──────── Article ────────
I’m looking at the tensorflow micro ethosu operators.
It seems like it just get the command stream and input/output tensors address/size and use those info to call ethosu_driver.
I saw this line:
““Ethos-U guarantees that the tensors that require a base pointer are amongthe 8 first tensors””"
I wonder what does it mean. why it’s “8”? how is this guaranteed? What does this imply to the tensors?
@slhskgsdlfjslg NPU has currently 8 regions. Vela (offline compiler for Ethos-u) map(command stream, IFM, OFM, weights etc. ) channels to these regional channels, and they are then further mapped to the physical AXI interface. The driver is responsible for mapping each region to one of the two AXI ports. This is done in the REGIONCFG register (ethosu_config.h).
Now, in the in ethosu.cc (https://github.com/tensorflow/tflite-micro/blob/main/tensorflow/lite/micro/kernels/ethos_u/ethosu.cc) we have the 8 base pointers which are set from TFLM. The 8 base pointers are for the regions rather than the individual tensors Something like:
0. Command stream.
- Weights and biases.
- Scratch area
- Fast scratch area
The layer ethosu.cc
- stores pointers to input- and output tensors in an array. This array is then passed as argument to ethosu_driver.c:ethosu_invoke()
.
Hope this makes it clear. You can reach us on support-ml support-ml@arm.com for anything specific or for more details.
Oh, I see…
Is that basically what rewrite_npu_call_ops is doing?
I saw there are 4 tensors: scratch_fast_tensor, scratch_tensor, flash_tensor, command_stream_tensor
https://review.mlplatform.org/plugins/gitiles/ml/ethos-u/ethos-u-vela/+/refs/heads/master/ethosu/vela/npu_serialisation.py#128
@arm-ssingh
How does ethos get the information of exact layout of the regions, e.g. which part is weights of a sepcific Conv op, which part is LUT, where to put the output?
──────── Listed records ────────
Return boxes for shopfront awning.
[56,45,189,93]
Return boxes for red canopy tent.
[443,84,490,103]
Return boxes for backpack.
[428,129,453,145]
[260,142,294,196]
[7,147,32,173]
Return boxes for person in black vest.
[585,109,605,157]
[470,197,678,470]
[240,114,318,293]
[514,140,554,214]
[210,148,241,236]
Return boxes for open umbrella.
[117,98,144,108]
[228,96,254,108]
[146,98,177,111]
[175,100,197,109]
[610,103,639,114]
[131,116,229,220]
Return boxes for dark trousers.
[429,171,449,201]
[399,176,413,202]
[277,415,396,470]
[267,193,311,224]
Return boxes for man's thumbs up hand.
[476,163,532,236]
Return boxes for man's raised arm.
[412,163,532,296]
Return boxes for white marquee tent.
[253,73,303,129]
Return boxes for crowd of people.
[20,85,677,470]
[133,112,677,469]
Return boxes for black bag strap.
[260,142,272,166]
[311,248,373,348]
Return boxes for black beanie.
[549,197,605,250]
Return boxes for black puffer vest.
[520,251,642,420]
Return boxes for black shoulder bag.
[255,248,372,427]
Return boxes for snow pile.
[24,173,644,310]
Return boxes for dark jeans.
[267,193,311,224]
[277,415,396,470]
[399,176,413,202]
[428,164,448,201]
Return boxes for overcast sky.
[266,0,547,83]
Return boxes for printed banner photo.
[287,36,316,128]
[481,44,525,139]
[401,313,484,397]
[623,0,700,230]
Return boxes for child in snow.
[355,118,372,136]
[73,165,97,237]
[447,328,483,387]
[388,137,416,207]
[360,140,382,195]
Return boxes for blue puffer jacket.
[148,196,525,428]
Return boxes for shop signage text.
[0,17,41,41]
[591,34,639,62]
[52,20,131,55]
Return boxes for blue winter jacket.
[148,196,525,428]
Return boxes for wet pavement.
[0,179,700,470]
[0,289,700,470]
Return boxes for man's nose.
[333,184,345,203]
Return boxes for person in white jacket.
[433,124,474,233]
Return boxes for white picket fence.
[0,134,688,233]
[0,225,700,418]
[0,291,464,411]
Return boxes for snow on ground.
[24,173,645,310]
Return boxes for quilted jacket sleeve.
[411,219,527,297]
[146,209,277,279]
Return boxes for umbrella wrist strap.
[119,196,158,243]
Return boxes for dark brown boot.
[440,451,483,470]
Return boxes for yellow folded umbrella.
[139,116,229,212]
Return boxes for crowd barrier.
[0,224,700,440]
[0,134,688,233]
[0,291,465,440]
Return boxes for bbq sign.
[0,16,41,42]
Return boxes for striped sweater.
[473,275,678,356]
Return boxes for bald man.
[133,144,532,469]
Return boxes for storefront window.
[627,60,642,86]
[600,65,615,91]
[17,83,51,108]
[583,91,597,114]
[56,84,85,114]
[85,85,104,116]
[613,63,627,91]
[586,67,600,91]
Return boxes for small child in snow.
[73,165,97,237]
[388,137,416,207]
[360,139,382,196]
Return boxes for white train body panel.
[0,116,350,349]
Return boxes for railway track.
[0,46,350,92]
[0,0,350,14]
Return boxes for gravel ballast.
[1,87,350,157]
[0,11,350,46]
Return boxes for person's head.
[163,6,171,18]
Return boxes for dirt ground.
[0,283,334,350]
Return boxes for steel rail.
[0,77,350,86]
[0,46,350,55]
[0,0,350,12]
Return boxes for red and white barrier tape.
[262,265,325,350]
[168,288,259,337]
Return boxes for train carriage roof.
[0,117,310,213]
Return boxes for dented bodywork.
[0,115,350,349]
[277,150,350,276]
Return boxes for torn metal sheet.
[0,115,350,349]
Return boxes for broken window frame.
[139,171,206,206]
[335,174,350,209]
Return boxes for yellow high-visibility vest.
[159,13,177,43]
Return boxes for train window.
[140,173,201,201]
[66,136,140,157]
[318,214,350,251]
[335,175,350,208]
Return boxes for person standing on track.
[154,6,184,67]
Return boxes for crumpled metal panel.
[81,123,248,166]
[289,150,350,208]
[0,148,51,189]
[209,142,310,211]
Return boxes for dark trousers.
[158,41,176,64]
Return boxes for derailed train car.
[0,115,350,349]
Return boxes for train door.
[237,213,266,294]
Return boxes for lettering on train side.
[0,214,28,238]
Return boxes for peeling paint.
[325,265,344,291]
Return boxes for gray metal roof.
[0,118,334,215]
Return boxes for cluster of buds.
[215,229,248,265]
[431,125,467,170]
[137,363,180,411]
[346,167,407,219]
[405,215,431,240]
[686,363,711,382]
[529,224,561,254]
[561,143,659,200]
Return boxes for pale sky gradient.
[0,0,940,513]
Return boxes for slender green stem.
────────
Task set.
1. In the forum thread on Ethos-U base pointers, which register does the driver use to map each region to one of the two AXI ports?
2. Extend the forum thread on Ethos-U base pointers past its final post.

Outputs by task.
1. The REGIONCFG register, in ethosu_config.h.

2.
Is that part of the command stream?
On the other hand, I saw the command stream is generated before the scratch_tensors/scratch_fast_tens, fash tensors are generated.
Doesn’t vela needs to know the layout of the scratch area before generating the command stream?
@slhskgsdlfjslg Vela optimizers assign specific meaning to the above-mentioned tensors (command stream, weights, IFM/OFM etc… ) that are attached to a custom operator and put in the command stream with specific regions id.
For e.g:
cmd0.NPU_SET_IFM_REGION 1 (region)
cmd0.NPU_SET_WEIGHT_REGION 0 (region)
Ethos-u driver understands this arrangement. Now, from a perspective of TFLM there are only two memory areas: Model and Arena. The model contains readonly while arena has read/write data and works like a heap and Vela puts these tensors in Model/Arena areas. Where Vela will put these tensors in memory depends on the system config which we feed to Vela via Vela.ini (vela.ini - ml/ethos-u/ethos-u-vela - Gitiles). You can check various memory modes and how const_mem_area/ arena_mem_area which are mapped to AXI buses.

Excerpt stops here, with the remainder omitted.